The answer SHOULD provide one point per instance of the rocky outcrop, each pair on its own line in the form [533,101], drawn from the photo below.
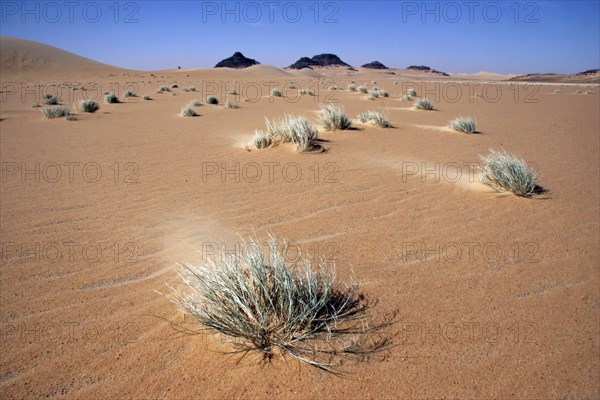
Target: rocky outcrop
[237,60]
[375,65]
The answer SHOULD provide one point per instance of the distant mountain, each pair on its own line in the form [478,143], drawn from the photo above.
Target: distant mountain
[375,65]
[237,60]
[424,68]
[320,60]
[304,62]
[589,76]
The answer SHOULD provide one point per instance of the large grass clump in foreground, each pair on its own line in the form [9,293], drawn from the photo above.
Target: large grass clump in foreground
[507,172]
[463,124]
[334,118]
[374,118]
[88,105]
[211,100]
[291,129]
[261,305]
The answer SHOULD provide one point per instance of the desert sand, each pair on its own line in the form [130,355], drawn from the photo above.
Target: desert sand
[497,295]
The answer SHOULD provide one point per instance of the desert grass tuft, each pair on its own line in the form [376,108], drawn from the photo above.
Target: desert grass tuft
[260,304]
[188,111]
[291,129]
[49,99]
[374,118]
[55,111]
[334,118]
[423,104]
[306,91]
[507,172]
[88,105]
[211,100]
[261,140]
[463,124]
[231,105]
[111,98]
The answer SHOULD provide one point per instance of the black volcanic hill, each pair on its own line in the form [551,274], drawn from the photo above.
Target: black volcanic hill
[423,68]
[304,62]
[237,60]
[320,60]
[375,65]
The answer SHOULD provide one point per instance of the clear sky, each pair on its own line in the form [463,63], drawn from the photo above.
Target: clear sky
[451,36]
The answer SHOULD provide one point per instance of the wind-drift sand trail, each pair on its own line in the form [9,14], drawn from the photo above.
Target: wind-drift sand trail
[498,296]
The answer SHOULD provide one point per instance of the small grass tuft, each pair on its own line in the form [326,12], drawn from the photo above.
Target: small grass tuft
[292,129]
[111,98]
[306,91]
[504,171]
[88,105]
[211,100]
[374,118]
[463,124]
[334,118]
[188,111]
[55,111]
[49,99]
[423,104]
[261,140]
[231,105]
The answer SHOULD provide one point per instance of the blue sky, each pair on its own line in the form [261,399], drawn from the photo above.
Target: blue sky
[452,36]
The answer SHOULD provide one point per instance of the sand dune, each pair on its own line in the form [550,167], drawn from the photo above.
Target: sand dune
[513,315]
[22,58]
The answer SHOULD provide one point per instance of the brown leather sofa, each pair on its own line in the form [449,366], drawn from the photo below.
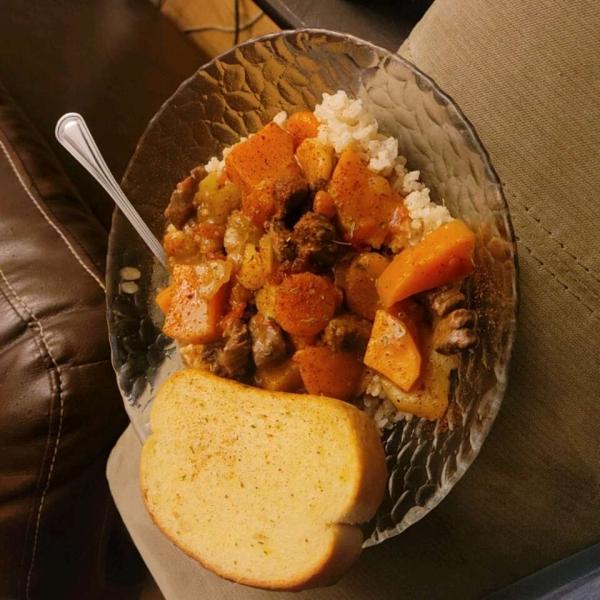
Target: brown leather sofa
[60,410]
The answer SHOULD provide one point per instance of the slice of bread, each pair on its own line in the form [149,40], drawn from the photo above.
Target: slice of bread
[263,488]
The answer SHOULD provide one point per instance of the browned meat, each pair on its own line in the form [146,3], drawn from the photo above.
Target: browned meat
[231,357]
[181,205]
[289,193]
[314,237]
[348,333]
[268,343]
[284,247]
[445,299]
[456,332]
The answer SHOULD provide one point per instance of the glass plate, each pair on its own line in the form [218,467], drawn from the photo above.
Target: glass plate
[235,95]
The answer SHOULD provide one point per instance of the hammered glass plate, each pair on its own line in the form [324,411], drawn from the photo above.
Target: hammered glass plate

____________________

__Exercise description__
Please copy every line above word for word, leaving out the pictures.

__Task answer__
The answer SHOULD provide one point per instance of the rocky outcrop, each pair on its own line in the form [533,101], drawn from the photo below.
Target: rocky outcrop
[237,60]
[375,65]
The answer SHOULD provide one point per instance of the distant mountain, each pair on its own line in the form [478,143], drawn from the photo above.
Target: distant mountain
[375,65]
[237,60]
[424,68]
[320,60]
[304,62]
[589,76]
The answer SHOULD provide one point per instance of the large grass clump in foreground, each pair on its own line in the form [9,293], drawn from the photo above.
Target: large grass clump in foreground
[507,172]
[463,124]
[334,118]
[374,118]
[88,105]
[211,100]
[291,129]
[261,305]
The answer SHOULD provide one point per instance of the desert sand, each pair on its own line in the form [130,355], drawn from the photo above.
Target: desert sand
[497,295]
The answer SHOULD provide one point per instance of the desert grass tuft, each pair on its own line in the form [376,108], drawn from the photo above.
Target: desert grass tuft
[260,304]
[188,111]
[291,129]
[49,99]
[374,118]
[55,111]
[334,118]
[423,104]
[306,91]
[507,172]
[88,105]
[211,100]
[261,140]
[463,124]
[231,105]
[111,98]
The answer SHOULD provide one point per instance of the black volcanic hill, each pair on its own line in the form [551,274], drawn from the photo above.
Target: black volcanic hill
[423,68]
[304,62]
[237,60]
[320,60]
[375,65]
The answer SHOULD provide one point per instance of the clear sky, each pair on its own line in the form [463,63], drawn from the photo above.
Target: clear sky
[451,36]
The answer SHOULD provide one point per instance of the wind-drift sand trail, each pair on its own line in the form [9,14], drawn from the photo above.
Target: wind-drift sand trail
[498,296]
The answer SHOULD provide one point per instance of the small grass tuft, each pair on its own line in the form [326,12], drawn from the photo above.
Target: small grass tuft
[292,129]
[111,98]
[306,91]
[504,171]
[88,105]
[211,100]
[374,118]
[463,124]
[334,118]
[188,111]
[55,111]
[49,99]
[423,104]
[261,140]
[231,105]
The answer SHOULD provide one point per instance of the blue sky, each pair on its own line in the form [261,399], drawn from the photo above.
Target: blue sky
[452,36]
The answer SHOULD provide one point per instance of the sand dune, each pair on its own line in the form [550,167], drawn from the photo above.
Target: sand dune
[513,315]
[22,58]
The answer SHOULD provide one point per instance of the brown leather sofa, each pair on its own line in the form [449,366], drawn from the photo below.
Target: brown leather sofa
[60,410]
The answer SHOULD provide one point per instance of the slice of bread, each pair on its own line in the form [149,40], drawn from the photo above.
Target: slice of bread
[263,488]
The answer SHOULD provide one point per instance of the browned meat, each pair on its own line in the form [146,3], drawn from the photo above.
Target: browned meat
[231,357]
[181,205]
[289,193]
[314,237]
[348,333]
[268,343]
[284,247]
[445,299]
[456,332]
The answer SHOULD provide one point per instance of the glass plate, each pair on its own line in the form [218,467], drawn from the photo above.
Target: glass plate
[235,95]
The answer SHOULD provide one point per instance of the hammered glass plate, each pair on its own line in the form [324,411], drawn from the photo above.
Target: hammered glass plate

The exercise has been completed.